----- SUPPLIED RECORDS -----

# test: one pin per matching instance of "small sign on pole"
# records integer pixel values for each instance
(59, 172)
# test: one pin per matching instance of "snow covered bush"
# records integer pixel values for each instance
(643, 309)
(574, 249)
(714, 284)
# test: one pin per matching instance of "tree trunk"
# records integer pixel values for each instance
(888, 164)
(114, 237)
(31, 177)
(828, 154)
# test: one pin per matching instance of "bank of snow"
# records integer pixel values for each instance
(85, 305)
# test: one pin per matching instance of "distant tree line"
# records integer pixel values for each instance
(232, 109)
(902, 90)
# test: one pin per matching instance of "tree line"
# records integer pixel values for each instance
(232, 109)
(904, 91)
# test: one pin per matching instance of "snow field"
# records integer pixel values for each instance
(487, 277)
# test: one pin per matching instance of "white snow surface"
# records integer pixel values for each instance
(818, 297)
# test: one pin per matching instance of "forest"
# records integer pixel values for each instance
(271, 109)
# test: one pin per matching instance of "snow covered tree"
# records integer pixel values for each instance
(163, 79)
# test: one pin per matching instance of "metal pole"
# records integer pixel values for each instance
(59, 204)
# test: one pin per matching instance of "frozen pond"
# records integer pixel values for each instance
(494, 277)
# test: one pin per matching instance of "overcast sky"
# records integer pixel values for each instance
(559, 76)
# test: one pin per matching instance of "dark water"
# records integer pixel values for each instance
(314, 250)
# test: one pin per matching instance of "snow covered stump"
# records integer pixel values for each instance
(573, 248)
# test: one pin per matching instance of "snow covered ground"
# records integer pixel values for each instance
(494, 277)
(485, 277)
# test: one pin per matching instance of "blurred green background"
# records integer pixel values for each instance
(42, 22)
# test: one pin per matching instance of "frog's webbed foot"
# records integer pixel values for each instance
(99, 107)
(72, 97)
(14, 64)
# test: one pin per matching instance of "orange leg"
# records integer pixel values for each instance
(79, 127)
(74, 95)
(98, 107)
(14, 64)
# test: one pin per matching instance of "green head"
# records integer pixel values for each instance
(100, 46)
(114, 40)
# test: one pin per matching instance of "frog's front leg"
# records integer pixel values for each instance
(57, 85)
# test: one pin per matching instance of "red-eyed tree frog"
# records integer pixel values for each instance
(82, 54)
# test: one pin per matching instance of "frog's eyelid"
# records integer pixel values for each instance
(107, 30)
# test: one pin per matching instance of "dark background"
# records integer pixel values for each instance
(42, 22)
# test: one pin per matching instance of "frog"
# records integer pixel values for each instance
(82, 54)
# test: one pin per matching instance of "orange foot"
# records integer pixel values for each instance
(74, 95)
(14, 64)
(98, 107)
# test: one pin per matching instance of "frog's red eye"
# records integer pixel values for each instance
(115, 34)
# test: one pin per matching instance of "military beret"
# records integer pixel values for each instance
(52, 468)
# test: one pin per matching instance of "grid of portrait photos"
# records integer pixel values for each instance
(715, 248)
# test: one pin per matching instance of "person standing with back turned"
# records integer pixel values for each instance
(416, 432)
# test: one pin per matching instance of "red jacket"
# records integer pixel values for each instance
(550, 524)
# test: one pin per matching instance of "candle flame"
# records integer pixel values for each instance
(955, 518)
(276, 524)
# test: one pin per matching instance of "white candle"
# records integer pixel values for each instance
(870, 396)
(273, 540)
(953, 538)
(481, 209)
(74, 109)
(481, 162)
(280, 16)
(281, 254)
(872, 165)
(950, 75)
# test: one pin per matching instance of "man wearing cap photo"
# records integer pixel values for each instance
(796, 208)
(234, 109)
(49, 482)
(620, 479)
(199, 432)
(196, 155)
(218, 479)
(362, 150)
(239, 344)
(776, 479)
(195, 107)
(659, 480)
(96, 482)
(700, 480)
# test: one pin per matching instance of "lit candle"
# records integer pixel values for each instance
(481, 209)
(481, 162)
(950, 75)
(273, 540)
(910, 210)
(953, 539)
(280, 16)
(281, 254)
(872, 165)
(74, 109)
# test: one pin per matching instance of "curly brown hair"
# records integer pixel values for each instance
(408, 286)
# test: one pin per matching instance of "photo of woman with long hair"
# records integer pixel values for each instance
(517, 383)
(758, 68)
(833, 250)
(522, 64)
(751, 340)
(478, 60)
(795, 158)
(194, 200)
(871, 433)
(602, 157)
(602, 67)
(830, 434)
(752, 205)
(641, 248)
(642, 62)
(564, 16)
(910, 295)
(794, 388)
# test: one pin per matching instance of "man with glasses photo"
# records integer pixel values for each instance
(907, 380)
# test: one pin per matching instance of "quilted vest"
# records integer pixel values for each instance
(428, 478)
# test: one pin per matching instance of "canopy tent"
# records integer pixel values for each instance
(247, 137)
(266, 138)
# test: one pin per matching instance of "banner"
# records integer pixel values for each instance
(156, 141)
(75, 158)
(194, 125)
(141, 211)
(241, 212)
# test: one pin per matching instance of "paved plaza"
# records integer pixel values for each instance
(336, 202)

-----

## DIRECTIONS
Extract every record. Keep wording exact.

## SOLVED PROBLEM
# test: one pin per matching instance of "small sign on pole"
# records integer pixel values for each instance
(59, 172)
# test: one pin per matching instance of "snow covered bush"
# records integer pixel values for each instance
(643, 309)
(574, 249)
(714, 284)
# test: one pin per matching instance of "tree trunk"
# records integer pixel values for each instance
(888, 164)
(114, 237)
(31, 177)
(828, 154)
# test: one pin per matching instance of "bank of snow"
# records integer pixel values for each instance
(85, 305)
# test: one pin per matching instance of "distant tree line"
# records integer pixel values for each instance
(232, 109)
(902, 90)
# test: one pin per matching instance of "tree line"
# records integer pixel values for each instance
(232, 109)
(904, 91)
# test: one pin per matching instance of "snow field"
# records integer pixel values for each instance
(487, 277)
# test: one pin per matching instance of "white snow surface"
# records integer pixel values for each instance
(818, 297)
# test: one pin per matching instance of "forest"
# records integer pixel values for each instance
(271, 109)
# test: one pin per matching instance of "snow covered tree"
# records integer pixel values for each instance
(163, 79)
# test: one pin per matching instance of "metal pole"
# records integer pixel values for each instance
(59, 204)
# test: one pin per matching instance of "frozen pond"
# records integer pixel values for each instance
(494, 277)
# test: one pin per matching instance of "overcast sky"
# records integer pixel values for each instance
(559, 76)
# test: one pin per matching instance of "dark water"
# records integer pixel values for each instance
(314, 250)
# test: one pin per matching instance of "snow covered stump"
# records integer pixel values for each instance
(573, 248)
# test: one pin per matching instance of "snow covered ground"
# records integer pixel values for each instance
(494, 277)
(485, 277)
# test: one pin per matching instance of "blurred green background"
# records integer pixel values for each instance
(42, 22)
# test: one pin per matching instance of "frog's webbed foot"
# records integer pixel values for each instance
(99, 107)
(72, 97)
(14, 64)
# test: one pin per matching instance of "orange leg"
# records integer pixel values for each instance
(79, 127)
(74, 95)
(98, 107)
(14, 64)
# test: one pin per matching instance of "green head"
# records integer pixel values for each instance
(100, 46)
(114, 40)
# test: one pin per matching instance of "frog's front leg"
# records integer pixel values for each instance
(57, 85)
# test: one pin per matching instance of "red-eyed tree frog"
# records integer pixel values for each instance
(82, 54)
# test: one pin per matching instance of "frog's eyelid"
# records integer pixel values for each instance
(107, 30)
# test: one pin per matching instance of "dark background"
# records integer pixel values for each instance
(42, 22)
# test: one pin per matching instance of "frog"
# records integer pixel values for each instance
(82, 54)
# test: one pin per matching instance of "orange foot"
# records integer pixel values for each instance
(74, 95)
(14, 64)
(98, 107)
# test: one pin per matching instance of "frog's red eye"
# records integer pixel values for each instance
(115, 34)
# test: one pin per matching instance of "military beret"
# records integer pixel values for each instance
(52, 468)
# test: one pin per matching instance of "grid of portrait photos"
# records integer pixel values for each instance
(715, 248)
# test: one pin per matching instance of "person standing with back turned"
# records integer pixel values for each instance
(416, 432)
# test: one pin per matching instance of "red jacket"
# records integer pixel values for each instance
(550, 524)
# test: one pin per matching instance of "candle flame"
# records integer pixel values for each instance
(955, 518)
(276, 524)
# test: one pin per matching instance of "white candle"
# records integer pixel values for each instance
(870, 396)
(273, 540)
(953, 538)
(481, 209)
(74, 109)
(481, 162)
(280, 16)
(281, 254)
(872, 165)
(950, 75)
# test: one pin per matching instance of "man wearing cap photo"
# records integer pixel values for each instance
(796, 208)
(234, 109)
(49, 482)
(620, 479)
(199, 432)
(196, 155)
(218, 479)
(362, 150)
(239, 344)
(776, 479)
(195, 107)
(659, 480)
(96, 482)
(700, 480)
# test: one pin per matching instance of "lit candle"
# records integer pixel values for each instance
(481, 209)
(481, 162)
(950, 75)
(273, 540)
(910, 210)
(953, 539)
(280, 16)
(281, 254)
(872, 165)
(74, 109)
# test: one pin per matching instance of "curly brown hair"
# records integer pixel values for each instance
(408, 286)
# test: one pin per matching instance of "photo of woman with long hair"
# records integer pixel values for each instance
(517, 383)
(758, 68)
(833, 250)
(522, 64)
(751, 340)
(478, 60)
(795, 158)
(194, 200)
(871, 433)
(602, 157)
(602, 67)
(830, 434)
(752, 205)
(641, 248)
(642, 62)
(564, 16)
(910, 295)
(794, 388)
# test: one pin per matching instance of "man with glasses photo"
# records integer pixel values for each instance
(907, 380)
# test: one pin per matching instance of "quilted vest"
# records integer pixel values for each instance
(428, 478)
# test: one pin per matching instance of "canopy tent"
# records integer pixel values for each instance
(247, 137)
(266, 138)
# test: one pin per matching instance of "banner"
# records integer pixel values for each instance
(156, 141)
(75, 158)
(194, 125)
(141, 211)
(241, 212)
# test: one pin per matching instance of "paved plaza"
# records integer pixel values for each instance
(336, 202)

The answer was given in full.